## [提示文章]
——
福島を知らない人のために書いておくと、「阿多多羅山(安達太良山)」とは福島にある一番有名な山のことです。安達太良山に限らず、福島には「ほんとの空」があちこちにある。もちろん原発のあった町にも、津波でさらわれた沿岸部にも。

福島で話した人の数名から「とにかく来てみて欲しい」とか「来てもらえることが一番うれしい」という声を聞いた。とある行政職員は「物見遊山の気分でも、ホラーハウスと思ってもいいから来て欲しい」と言っていて、僕はそれに深く頷いた。実際に来てみれば、拍子抜けするほど普通の地区が多い。危ないとこには入れないし、入れないとこも「念のため」という場所が多いから、物見遊山に行くといい。行ってみれば「福島ってまだ危ないんでしょう」という何となくのイメージはかっとぶだろう。
——
## [作業指示]
上にある福島への訪問を勧める文章を、最後の文の後から引き継いで書き進めてください。 この後に続く行は、上の文章とは別の出典から取られたものです。

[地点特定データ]
——
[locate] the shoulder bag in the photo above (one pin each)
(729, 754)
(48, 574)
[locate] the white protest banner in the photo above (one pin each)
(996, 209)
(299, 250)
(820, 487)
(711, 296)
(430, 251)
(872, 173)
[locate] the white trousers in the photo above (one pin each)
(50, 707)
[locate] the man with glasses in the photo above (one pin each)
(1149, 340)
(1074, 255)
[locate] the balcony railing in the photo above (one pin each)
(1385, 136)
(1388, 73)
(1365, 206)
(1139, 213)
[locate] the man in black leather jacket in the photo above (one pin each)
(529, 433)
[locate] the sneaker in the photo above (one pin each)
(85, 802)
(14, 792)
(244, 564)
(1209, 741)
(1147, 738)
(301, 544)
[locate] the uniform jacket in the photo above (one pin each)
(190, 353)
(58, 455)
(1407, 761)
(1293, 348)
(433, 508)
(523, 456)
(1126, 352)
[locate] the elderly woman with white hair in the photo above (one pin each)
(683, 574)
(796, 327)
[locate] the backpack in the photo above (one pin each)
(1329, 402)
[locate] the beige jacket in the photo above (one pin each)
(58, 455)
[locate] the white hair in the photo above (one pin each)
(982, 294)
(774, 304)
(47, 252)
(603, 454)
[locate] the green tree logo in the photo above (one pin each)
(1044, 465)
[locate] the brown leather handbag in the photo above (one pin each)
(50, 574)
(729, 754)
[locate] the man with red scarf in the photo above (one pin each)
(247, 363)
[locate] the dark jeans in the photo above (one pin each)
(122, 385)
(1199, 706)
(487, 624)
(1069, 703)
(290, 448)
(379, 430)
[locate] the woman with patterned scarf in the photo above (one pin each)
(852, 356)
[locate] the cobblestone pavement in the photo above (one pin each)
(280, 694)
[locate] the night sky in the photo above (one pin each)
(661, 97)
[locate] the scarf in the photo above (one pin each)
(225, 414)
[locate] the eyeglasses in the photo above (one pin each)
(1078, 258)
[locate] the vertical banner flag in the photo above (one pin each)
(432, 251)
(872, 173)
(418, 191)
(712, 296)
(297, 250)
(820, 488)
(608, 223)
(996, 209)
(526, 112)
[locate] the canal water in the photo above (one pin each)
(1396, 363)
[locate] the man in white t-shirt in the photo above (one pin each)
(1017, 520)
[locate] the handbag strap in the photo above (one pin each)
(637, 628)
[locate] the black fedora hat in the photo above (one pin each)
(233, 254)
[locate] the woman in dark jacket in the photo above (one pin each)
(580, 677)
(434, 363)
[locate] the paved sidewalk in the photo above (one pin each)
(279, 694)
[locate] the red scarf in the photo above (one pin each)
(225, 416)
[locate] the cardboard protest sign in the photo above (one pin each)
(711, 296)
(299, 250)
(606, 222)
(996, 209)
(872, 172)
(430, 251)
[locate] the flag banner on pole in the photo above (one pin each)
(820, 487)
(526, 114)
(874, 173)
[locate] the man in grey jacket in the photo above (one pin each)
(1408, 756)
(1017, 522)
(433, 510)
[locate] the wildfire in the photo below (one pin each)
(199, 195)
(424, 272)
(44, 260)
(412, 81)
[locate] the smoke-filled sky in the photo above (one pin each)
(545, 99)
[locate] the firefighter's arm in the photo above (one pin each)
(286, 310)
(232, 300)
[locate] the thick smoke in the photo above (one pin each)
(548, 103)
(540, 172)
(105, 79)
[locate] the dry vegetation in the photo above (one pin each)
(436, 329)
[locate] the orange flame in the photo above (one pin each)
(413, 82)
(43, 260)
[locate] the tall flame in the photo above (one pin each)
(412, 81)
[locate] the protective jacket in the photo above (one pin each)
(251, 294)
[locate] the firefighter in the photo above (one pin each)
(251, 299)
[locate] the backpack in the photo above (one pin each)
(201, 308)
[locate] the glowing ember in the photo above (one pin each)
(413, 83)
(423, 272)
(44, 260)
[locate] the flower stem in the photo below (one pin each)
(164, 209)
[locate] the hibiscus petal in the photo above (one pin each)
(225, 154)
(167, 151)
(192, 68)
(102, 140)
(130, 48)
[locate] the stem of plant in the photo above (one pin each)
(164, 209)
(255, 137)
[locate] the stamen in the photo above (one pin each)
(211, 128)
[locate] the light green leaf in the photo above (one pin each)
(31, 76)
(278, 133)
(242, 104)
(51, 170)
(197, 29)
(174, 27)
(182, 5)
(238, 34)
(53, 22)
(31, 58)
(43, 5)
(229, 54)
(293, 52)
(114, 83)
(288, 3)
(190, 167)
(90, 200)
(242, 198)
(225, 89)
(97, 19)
——
## [回答欄]
しかし取り戻しつつある日常の中に、対処不可能な現実が残されている。例えば地域の分断の問題。これはあちこちで聞いたけれど、補助金や補償金の額面の違いで狭いコミュニティの中で嫉妬や怨嗟が蔓延していたりする。お隣さんはうちの倍ももらっているらしいが、不公平だ。隣の地区は移住の手当てが出るのに、うちは出ない。自分は医療費がただになったが、病院の受付に並んでいると、かえってそのことが後ろめたい。中曽根康弘元首相は「札束でぶん殴って」学者を黙らせろと言ったというが、そうして出来た原発が爆発して、しかし人間には札束でしか補償ができない。「ほんとの空」や「ほんとの海」が見れなくなった代償は、札束で支払われた。

滞在中に読んだ新聞記事も印象深い。首都圏の消費者を対象に行なった食品の安全性に関するアンケート調査で、9割の人が「気にしない」と答えたという。素晴らしい進歩だ。しかし同じアンケートで、実際に「買う」と答えた人は8割だった。どういうことだろう? 9割の人が気にしてないのに、買う人は8割しかいない。差の1割の人たちは「気にしてないけど、買わない」人たちだ。この差を生み出している微妙な心理に風評被害の難しさがある。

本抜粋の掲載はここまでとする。